**DIRECTIONS FOR THIS TASK:** Each record below is to be output unchanged, and any picture is to be dropped.
***** STORED DATA *****
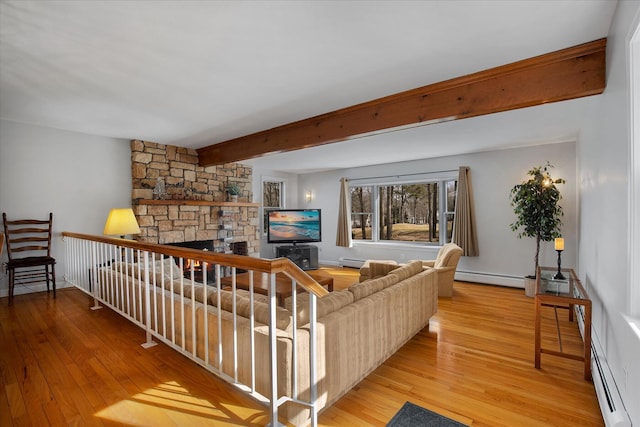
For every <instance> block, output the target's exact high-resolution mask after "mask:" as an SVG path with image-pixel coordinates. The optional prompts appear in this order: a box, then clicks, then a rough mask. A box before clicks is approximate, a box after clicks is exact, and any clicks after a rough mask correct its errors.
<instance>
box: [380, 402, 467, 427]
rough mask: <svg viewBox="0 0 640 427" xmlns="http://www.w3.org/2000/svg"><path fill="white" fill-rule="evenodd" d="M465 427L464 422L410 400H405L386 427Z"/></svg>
mask: <svg viewBox="0 0 640 427" xmlns="http://www.w3.org/2000/svg"><path fill="white" fill-rule="evenodd" d="M415 426H428V427H466V426H465V425H464V424H462V423H459V422H457V421H454V420H452V419H451V418H447V417H443V416H442V415H440V414H436V413H435V412H431V411H429V410H428V409H424V408H421V407H420V406H418V405H414V404H413V403H411V402H406V403H405V404H404V405H403V406H402V408H400V410H399V411H398V412H397V413H396V414H395V415H394V416H393V418H391V421H389V423H388V424H387V427H415Z"/></svg>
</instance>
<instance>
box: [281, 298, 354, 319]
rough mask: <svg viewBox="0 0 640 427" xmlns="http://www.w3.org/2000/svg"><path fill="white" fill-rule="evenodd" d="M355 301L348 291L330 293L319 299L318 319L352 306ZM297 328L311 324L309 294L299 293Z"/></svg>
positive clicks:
*****
**FINAL ANSWER:**
For every <instance> block, output the target's exact high-resolution mask after "mask:" as an SVG path with image-pixel coordinates. The optional prompts appear in this order: a box, then clicks, then a rough mask. A box before clicks is approximate, a box after clicks is exact, and any clicks after a rough mask correct its errors.
<instance>
box: [380, 402, 467, 427]
rough mask: <svg viewBox="0 0 640 427" xmlns="http://www.w3.org/2000/svg"><path fill="white" fill-rule="evenodd" d="M465 427L464 422L410 400H405L386 427Z"/></svg>
mask: <svg viewBox="0 0 640 427" xmlns="http://www.w3.org/2000/svg"><path fill="white" fill-rule="evenodd" d="M415 426H428V427H466V426H465V425H464V424H462V423H459V422H457V421H454V420H452V419H451V418H447V417H443V416H442V415H440V414H436V413H435V412H431V411H429V410H428V409H424V408H421V407H420V406H418V405H414V404H413V403H411V402H406V403H405V404H404V405H403V406H402V408H400V410H399V411H398V412H397V413H396V414H395V415H394V416H393V418H391V421H389V423H388V424H387V427H415Z"/></svg>
</instance>
<instance>
box: [281, 298, 354, 319]
rough mask: <svg viewBox="0 0 640 427" xmlns="http://www.w3.org/2000/svg"><path fill="white" fill-rule="evenodd" d="M355 301L348 291L330 293L319 299L318 319L352 306ZM297 328L311 324L309 294L299 293Z"/></svg>
positive clicks:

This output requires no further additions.